(DATA EXTRACT):
= Beginning of Section =

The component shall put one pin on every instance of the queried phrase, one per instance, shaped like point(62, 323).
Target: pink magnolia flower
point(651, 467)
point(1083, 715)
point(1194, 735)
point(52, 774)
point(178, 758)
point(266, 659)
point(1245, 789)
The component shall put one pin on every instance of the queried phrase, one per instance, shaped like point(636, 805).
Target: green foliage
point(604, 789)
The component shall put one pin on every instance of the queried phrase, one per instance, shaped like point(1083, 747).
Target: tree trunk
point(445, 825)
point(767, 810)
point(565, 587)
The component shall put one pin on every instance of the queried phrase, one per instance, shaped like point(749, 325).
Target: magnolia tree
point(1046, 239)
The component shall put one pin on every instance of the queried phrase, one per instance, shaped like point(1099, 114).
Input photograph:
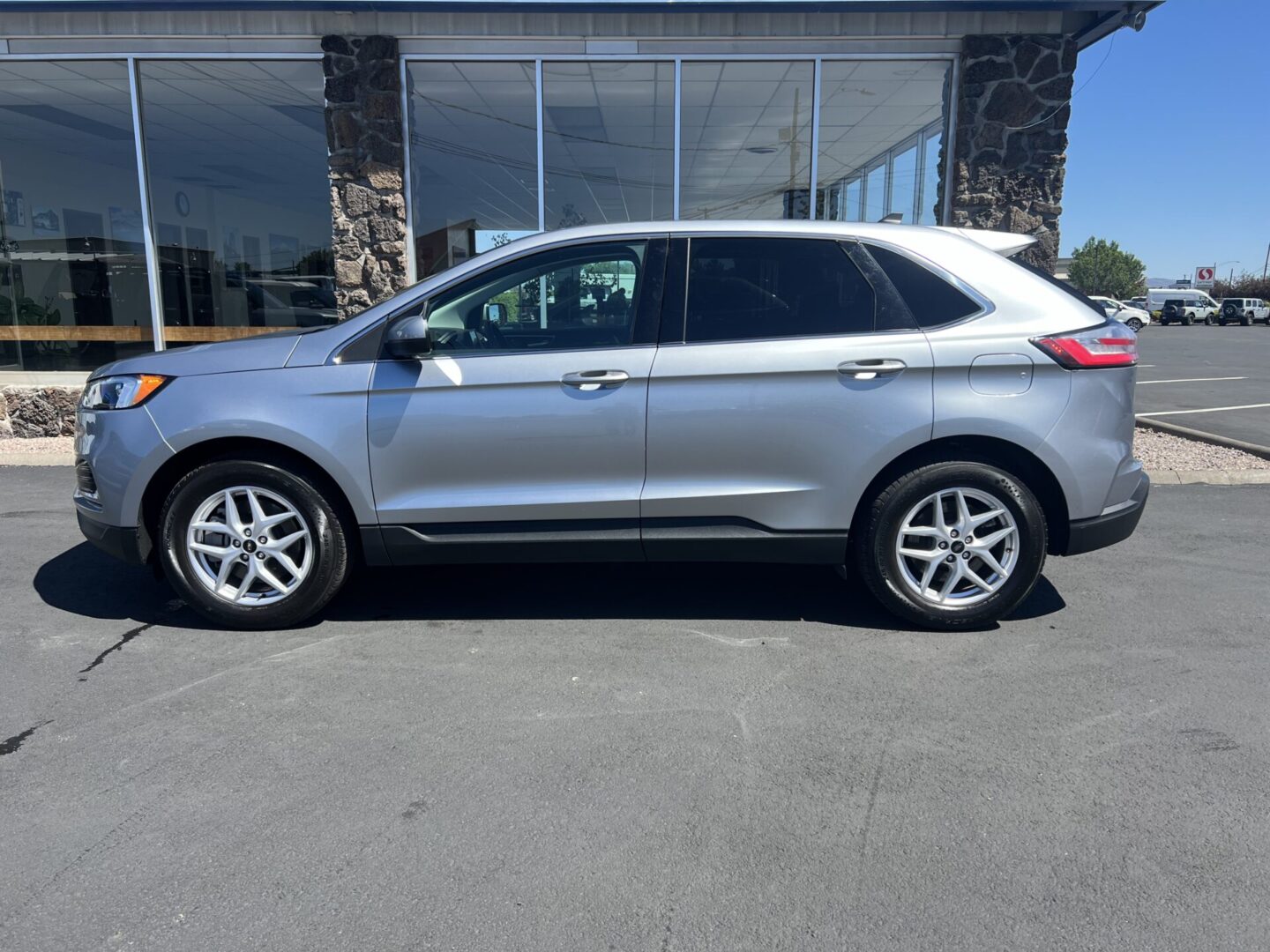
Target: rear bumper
point(129, 545)
point(1109, 528)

= End of Section =

(EXERCISE):
Write out again, word for word, only the lines from the one with "Target: magnolia tree" through the last line of the material, and omit each picture.

(RESPONSE):
Target: magnolia tree
point(1046, 239)
The component shall put one pin on every instance of the queried phrase, one per instance, shaped like point(1099, 114).
Input photograph:
Target: rear bumper
point(129, 545)
point(1109, 528)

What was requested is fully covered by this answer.